Extrait du texte >>
+ + +

O. Cohen : à l'occasion de l'anniversaire du décès de JTD

 La tangente

 

 En 1968, la mise en scène d’une pièce de théâtre, l’occupation de la Sorbonne, puis les Comités d’action lycéens  et la préparation du concours de Normale Sup m’avaient pris la plus grande partie de mon temps. Un an plus tard, je poussais la porte de l’ENS de Saint-Cloud. J’avais 20 ans, ma formation philosophique pouvait enfin commencer. Pensais-je.

 

Depuis 1966, j’avis lu Foucault,  Lacan, Deleuze, Lévi-Strauss, Althusser et quelques autres, tout en absorbant à fortes doses l’histoire du mouvement ouvrier. En khâgne, grâce à la bienveillance de notre professeur de philo, André Lécrivain, je m’étais initié aux arcanes de la monade leibnizienne et de l’épochè husserlienne. Il était grand temps de passer aux choses sérieuses.

 

Un nom symbolisait pour moi la tâche à accomplir: celui de Jean-Toussaint Desanti. De lui je ne savais que peu de choses, hormis les grandes lignes d’une vie d’homme d’action  et de penseur: Cavaillès, la résistance armée, Marx, le Parti communiste,  et  l’élaboration d’une épistémologie mathématique fortement marquée par l’empreinte de Husserl.

Desanti représentait, à mes yeux,  la réponse idéale à Althusser et à ses élèves. Qu’ils fussent communistes orthodoxes, critiques ou maoïstes, leur adhésion aveugle au dogme marxiste-léniniste m’apparaissait comme une défaite de la pensée. Nourri d’Orwell et de Debord, je riais au spectacle de ces paroissiens qui n’avaient plus de communiste que le nom, et dont l’intelligence souvent très vive s’épuisait dans les jeux de pouvoir et les méandres d’une rhétorique parfaitement stérile.

 

Et Desanti ? Son grand-œuvre, Les Idéalités mathématiques (1968), nous demeurait largement inaccessible. Avec notre maigre bagage mathématique, la lecture de ce livre équivalait à l’ascension de la face nord de l’Everest à mains nues. La parole de Desanti nous guérit de ce sentiment d’impuissance. Non que ses cours fussent faciles (sinon, ils m’auraient déçu). Le miracle était ailleurs, dans la présence de ce guide que nous suivions pas à pas sur les glaciers escarpés où il nous entraînait depuis notre camp de base, indiquant au passage les difficultés à surmonter, les précipices à éviter, les prises peu fiables. J’aimais les mots qu’il employait pour éclairer sa démarche : remettre le texte en mouvement, se plier aux exigences requises par l’objet, effectuer les connexions entre les concepts.  C’était tout un vocabulaire, précis et concret, semblable à celui d’un artisan habitué à répéter les mêmes gestes, les mêmes parcours réglés au millimètre près. Ainsi pouvions-nous, sous sa protection parfois malicieuse, tenter de percer le mystère de La Chose, du Signe ou du Dasein que le programme de l’agrégation proposait à notre sagacité.

+ + +

Matériel fourni >>
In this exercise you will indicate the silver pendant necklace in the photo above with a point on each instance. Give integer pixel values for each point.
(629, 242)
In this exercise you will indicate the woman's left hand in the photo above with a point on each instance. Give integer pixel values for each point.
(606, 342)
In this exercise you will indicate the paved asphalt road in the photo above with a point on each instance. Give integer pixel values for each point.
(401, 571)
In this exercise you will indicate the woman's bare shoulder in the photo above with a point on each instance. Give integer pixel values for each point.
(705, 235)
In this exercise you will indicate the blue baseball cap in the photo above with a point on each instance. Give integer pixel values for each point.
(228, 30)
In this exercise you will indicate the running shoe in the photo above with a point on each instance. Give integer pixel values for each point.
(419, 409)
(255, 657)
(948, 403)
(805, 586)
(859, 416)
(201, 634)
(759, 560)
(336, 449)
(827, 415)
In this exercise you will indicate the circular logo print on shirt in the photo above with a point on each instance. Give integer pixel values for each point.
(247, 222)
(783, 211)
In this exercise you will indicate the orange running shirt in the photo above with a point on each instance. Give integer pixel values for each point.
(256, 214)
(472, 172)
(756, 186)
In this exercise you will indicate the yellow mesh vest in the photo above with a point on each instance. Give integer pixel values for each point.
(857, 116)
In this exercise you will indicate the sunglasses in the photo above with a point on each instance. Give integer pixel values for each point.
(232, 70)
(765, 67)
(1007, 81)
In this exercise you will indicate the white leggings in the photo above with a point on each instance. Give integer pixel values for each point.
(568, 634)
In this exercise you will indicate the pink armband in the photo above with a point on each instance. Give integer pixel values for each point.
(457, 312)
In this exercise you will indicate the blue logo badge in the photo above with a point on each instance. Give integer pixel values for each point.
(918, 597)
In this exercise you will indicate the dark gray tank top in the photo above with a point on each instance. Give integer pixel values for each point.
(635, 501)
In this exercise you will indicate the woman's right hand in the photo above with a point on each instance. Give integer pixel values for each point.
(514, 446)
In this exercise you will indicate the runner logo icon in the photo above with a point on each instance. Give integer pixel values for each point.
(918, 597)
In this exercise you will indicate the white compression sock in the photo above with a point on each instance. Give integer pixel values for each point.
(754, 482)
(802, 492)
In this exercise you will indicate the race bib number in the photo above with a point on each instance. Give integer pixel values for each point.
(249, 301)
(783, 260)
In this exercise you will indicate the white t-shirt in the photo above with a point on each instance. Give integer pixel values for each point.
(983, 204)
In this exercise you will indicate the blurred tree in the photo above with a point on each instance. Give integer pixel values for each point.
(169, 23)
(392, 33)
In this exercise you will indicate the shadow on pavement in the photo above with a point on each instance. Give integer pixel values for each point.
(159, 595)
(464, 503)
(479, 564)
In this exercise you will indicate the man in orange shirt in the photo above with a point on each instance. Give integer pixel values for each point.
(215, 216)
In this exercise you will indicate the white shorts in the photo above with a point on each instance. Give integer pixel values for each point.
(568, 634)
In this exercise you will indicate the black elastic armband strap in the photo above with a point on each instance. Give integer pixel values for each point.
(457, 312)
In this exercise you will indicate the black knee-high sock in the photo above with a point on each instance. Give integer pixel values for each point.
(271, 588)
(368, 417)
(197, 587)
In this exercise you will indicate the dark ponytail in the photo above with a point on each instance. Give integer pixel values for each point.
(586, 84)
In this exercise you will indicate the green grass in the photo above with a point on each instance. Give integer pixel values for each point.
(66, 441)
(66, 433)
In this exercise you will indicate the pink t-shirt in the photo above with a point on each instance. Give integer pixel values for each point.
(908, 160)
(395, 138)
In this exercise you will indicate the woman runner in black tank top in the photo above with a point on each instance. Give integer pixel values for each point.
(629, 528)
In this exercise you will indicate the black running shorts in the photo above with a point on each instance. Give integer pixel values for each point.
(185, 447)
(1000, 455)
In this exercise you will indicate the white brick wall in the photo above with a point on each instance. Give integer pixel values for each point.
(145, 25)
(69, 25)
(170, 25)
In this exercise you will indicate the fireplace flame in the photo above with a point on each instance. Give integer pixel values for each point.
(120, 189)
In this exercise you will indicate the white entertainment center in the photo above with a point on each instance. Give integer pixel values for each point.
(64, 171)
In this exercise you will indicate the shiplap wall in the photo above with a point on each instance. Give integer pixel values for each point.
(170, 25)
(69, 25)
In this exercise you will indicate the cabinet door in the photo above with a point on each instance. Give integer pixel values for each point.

+ + +

Consignes >>
• A. Dites si chacune de ces affirmations est conforme au texte sur Desanti, en répondant oui ou non et en citant les mots décisifs : (i) l'auteur avait 20 ans quand il est entré à l'ENS de Saint-Cloud ; (ii) les cours de Desanti étaient faciles ; (iii) Les Idéalités mathématiques date de 1968.
• B. Selon le texte sur Desanti, qui était le professeur de philo de l'auteur en khâgne ?
• C. Reprenez le texte sur Desanti après sa dernière phrase et poursuivez-le.

Réponses >>
• A.
(i) Oui : « Un an plus tard, je poussais la porte de l’ENS de Saint-Cloud. J’avais 20 ans »
(ii) Non : « Non que ses cours fussent faciles »
(iii) Oui : « Les Idéalités mathématiques (1968) »

• B. André Lécrivain.

• C.
Cette ivresse des sommets que nous connaissions  avec lui aurait pu, une fois redescendus sur terre, autoriser une plus grande proximité. Certains, les plus assidus sans doute, en bénéficièrent. Je ne fus pas de ceux-là. Nous avons partagé quelques joyeux dîners. Il  y eut  d’autres occasions, parfois mémorables. Mais elles s’espacèrent. Il me semble que je cultivais une sainte horreur de la familiarité. A moins que cette réticence ne fût, déjà, le premier signe annonciateur d’un éloignement encore à venir.

 

Pourquoi ai-je pris mes distances avec l’enseignement de la philosophie ? Pourquoi quitte-t-on un maître ? Questions hors-sujet, du moins pour ce qui nous occupe aujourd’hui. D’un autre contemporain, et non des moindres – je parle d’Emmanuel Levinas -,  j’avais gardé le souvenir d’une rencontre manquée. Le sentiment de ma judéité était trop faible, et surtout trop vague pour me permettre de nouer avec lui une relation qui ne fût pas qu’anecdotique. Je préférai y renoncer complètement. Avec Desanti, la situation était différente. Derrière son enseignement se profilaient les contours d’une vie philosophique encore à venir, la promesse d’une existence vouée à l’étude, sous l’austère invocation de la Raison. Au fond, le séminaire de Saint-Cloud était une sorte de yeshiva laïque.

 

C’est un fait, j’ai pris la tangente. Elle m’a conduit bien loin de tout cela. D’où vient que le souvenir de Jean-Toussaint Desanti ne m’a jamais quitté ? Peut-être est-ce dû à la capacité qui était la sienne d’incarner un idéal masculin  conjuguant le  silence intérieur et le don de la parole, l’énergie et la fragilité, l’humour et le sérieux, l’élégance et la simplicité, la fierté et l’absence de prétention.

He was some kind of a man.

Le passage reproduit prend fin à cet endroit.